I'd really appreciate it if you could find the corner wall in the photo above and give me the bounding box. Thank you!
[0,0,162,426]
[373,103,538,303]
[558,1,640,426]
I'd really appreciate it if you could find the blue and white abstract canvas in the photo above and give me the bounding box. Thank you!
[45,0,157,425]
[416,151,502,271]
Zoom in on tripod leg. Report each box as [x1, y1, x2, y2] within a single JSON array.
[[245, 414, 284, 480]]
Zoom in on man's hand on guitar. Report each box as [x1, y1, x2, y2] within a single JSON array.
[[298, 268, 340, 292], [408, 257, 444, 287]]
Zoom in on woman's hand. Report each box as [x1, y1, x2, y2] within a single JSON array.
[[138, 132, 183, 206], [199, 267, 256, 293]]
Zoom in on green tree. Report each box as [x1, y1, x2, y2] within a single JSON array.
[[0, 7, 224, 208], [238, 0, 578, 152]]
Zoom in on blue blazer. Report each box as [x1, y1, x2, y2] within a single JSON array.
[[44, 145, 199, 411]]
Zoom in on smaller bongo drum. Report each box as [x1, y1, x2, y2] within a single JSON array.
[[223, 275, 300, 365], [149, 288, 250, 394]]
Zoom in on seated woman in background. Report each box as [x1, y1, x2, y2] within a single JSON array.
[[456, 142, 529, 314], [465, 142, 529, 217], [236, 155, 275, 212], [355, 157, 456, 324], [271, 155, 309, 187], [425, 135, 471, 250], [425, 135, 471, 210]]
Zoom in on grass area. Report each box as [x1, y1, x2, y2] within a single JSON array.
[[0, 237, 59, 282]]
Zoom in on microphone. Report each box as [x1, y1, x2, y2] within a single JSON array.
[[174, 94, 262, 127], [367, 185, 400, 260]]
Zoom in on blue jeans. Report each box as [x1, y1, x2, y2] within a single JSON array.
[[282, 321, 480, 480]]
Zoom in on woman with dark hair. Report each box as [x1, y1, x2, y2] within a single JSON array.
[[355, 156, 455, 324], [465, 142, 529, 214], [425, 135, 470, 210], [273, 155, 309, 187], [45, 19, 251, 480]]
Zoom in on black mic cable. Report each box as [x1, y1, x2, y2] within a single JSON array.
________
_Challenge_.
Rescale the lines above, beginning at the line that contains "Zoom in on microphone." and stopping after the line that contains "[[282, 321, 480, 480]]", and give only those lines with the requests unchanged. Multiply every box coordinate in the answers by 2.15 and round each result to a whole number, with halves rounded up.

_Exercise result_.
Zoom in on microphone. Report each box as [x1, y1, x2, y2] within a single JSON array.
[[374, 202, 563, 273], [789, 398, 860, 559]]
Zoom in on blue jeans. Report each box as [x1, y1, x2, y2] within a single JSON array.
[[606, 690, 1032, 1032]]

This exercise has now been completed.